#### [Written exercise]
Output every line of the records below without changing anything.

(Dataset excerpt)
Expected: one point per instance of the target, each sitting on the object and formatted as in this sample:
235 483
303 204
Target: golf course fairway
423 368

#### [Full solution]
Expected: one point per instance of the target, each sitting on the object and formatted as in this sample:
235 483
303 204
Target: golf course fairway
423 368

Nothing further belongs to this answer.